The plaza, which fills in a triangle along 101st Ave. between Drew St. and 76th St. in Ozone Park, was installed last fall. Originally planned for Cypress Hills in Brooklyn, the Department of Transportation (DOT) found that it was better suited for Ozone Park and held public outreach meetings in the summer of 2013 to discuss plans for the plaza.

Since its installation nearly a year ago, the plaza has provided a public space for community members to gather, as well as family-friendly programming, including board game nights and a mobile reading room for children.

Darma Diaz, a representative from the Bangladeshi American Community Development and Youth Services Corporation (BACDYS), which organizes programming and operates the plaza, said that the goal of the plaza was to give the community a common area where they could meet up for events or just hang out.

“What we envisioned was giving the community the opportunity to have somewhere to go, as opposed to maybe in front of their house, which often becomes loitering […] and something that’s distasteful,” Diaz said.

“Community space is powerful,” she added.

Local business owners, however, complained at the public meeting that the plaza was hurting their bottom line.

“I do not want the plaza in front of my business,” said Khemraj Sadoo, who owns nearby Ozone Park First Class Laundry. “It’s killing the very existence of my business,”

Sadoo explained that when the plaza was put in and parking was taken away on his side of 101st Ave., changing the existing traffic patterns, he lost customers who did not feel like making a U-turn and finding parking on the other side of the street before coming into his establishment.

He gave numbers from his water bill to show the effects the plaza has had on his profit margin. In February of 2013, he said, his bill said that he used 1.7 million gallons of water. Just a year later, that number had dropped to 1.4 million gallons. From May 2013 to May 2014, his usage dropped from 1.4 million gallons to 908,000 gallons.

Sadoo was supported by a number of other business owners, who brought a signed petition to the public meeting at Borough Hall last week and expressed in numbers their deep concerns for the future of their businesses.

Some also expressed concern over the amount of trash that accumulates in the plaza, to which representatives from the Neighborhood Plaza Partnership (NPP), which works with BACDYS to maintain the space, said that they had increased the number of trash bins in the plaza from two to six and were also looking into increasing the number of times the trash gets collected each week.

Currently, the trash is collected twice throughout the week. At similar plazas in Brooklyn, trash is collected six days a week.

Diaz also said that part of the trash problem is the fault of the business owners themselves, who throw their own trash into the receptacles, even though it is illegal to do so.

_ _ _

#### [Problem to work on]
According to the plaza article, how many trash bins are in the plaza now, and how many were there before?

[Coordinate labeling data]
_ _ _

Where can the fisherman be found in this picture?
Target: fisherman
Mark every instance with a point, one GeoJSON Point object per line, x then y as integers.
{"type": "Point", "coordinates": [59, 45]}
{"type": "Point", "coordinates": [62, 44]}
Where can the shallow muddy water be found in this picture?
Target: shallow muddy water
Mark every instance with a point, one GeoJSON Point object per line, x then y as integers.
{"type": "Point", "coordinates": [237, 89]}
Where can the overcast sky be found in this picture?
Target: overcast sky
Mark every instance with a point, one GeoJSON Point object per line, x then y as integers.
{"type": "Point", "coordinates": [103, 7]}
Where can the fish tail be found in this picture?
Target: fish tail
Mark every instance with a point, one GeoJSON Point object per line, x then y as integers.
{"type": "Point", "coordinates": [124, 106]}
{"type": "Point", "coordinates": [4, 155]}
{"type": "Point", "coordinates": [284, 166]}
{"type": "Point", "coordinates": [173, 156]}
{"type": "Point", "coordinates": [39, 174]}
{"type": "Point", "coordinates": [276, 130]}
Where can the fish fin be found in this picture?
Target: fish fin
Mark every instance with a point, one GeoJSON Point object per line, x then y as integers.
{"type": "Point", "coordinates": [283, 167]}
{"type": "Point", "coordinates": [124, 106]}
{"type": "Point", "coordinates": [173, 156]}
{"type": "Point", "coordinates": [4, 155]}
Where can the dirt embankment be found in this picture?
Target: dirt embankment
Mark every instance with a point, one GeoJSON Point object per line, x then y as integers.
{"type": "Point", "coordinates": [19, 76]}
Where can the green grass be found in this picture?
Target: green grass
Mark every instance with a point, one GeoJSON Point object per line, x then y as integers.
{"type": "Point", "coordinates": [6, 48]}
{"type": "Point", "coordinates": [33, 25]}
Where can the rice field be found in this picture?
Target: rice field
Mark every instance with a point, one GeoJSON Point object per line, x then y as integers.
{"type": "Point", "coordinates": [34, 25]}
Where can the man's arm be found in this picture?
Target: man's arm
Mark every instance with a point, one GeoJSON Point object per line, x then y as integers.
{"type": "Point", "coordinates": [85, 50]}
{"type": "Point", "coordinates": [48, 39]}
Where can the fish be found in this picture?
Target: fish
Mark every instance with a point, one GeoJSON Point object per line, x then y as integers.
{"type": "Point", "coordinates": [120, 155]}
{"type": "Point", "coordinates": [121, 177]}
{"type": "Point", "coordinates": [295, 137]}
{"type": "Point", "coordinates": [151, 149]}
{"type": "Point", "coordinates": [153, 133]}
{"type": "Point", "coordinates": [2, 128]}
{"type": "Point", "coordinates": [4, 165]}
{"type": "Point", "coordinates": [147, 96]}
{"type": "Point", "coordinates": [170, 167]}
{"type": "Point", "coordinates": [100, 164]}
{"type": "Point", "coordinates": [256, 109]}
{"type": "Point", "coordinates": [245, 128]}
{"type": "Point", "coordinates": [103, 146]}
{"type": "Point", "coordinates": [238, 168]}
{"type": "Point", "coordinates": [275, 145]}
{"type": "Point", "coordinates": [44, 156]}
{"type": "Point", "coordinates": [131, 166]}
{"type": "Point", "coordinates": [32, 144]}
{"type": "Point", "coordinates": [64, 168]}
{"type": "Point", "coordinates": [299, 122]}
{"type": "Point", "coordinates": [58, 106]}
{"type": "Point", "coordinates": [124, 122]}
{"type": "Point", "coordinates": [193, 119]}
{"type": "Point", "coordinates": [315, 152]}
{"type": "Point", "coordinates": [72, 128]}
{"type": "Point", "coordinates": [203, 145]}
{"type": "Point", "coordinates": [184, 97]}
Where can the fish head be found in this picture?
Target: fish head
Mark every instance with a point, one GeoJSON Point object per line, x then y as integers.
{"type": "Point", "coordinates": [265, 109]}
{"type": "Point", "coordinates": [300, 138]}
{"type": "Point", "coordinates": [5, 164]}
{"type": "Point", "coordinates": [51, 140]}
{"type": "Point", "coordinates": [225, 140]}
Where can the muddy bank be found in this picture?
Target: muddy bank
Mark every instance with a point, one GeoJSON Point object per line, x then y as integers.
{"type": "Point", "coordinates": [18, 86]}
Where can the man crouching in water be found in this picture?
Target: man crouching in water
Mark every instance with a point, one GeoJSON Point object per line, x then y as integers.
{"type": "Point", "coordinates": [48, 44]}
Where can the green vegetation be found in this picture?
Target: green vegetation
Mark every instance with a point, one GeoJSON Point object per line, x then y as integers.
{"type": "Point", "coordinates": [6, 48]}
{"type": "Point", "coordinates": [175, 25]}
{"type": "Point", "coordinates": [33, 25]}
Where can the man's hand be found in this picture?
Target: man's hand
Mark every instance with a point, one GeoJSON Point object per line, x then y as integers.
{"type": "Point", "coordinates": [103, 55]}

_ _ _

#### [Output]
There are six trash bins now, up from two.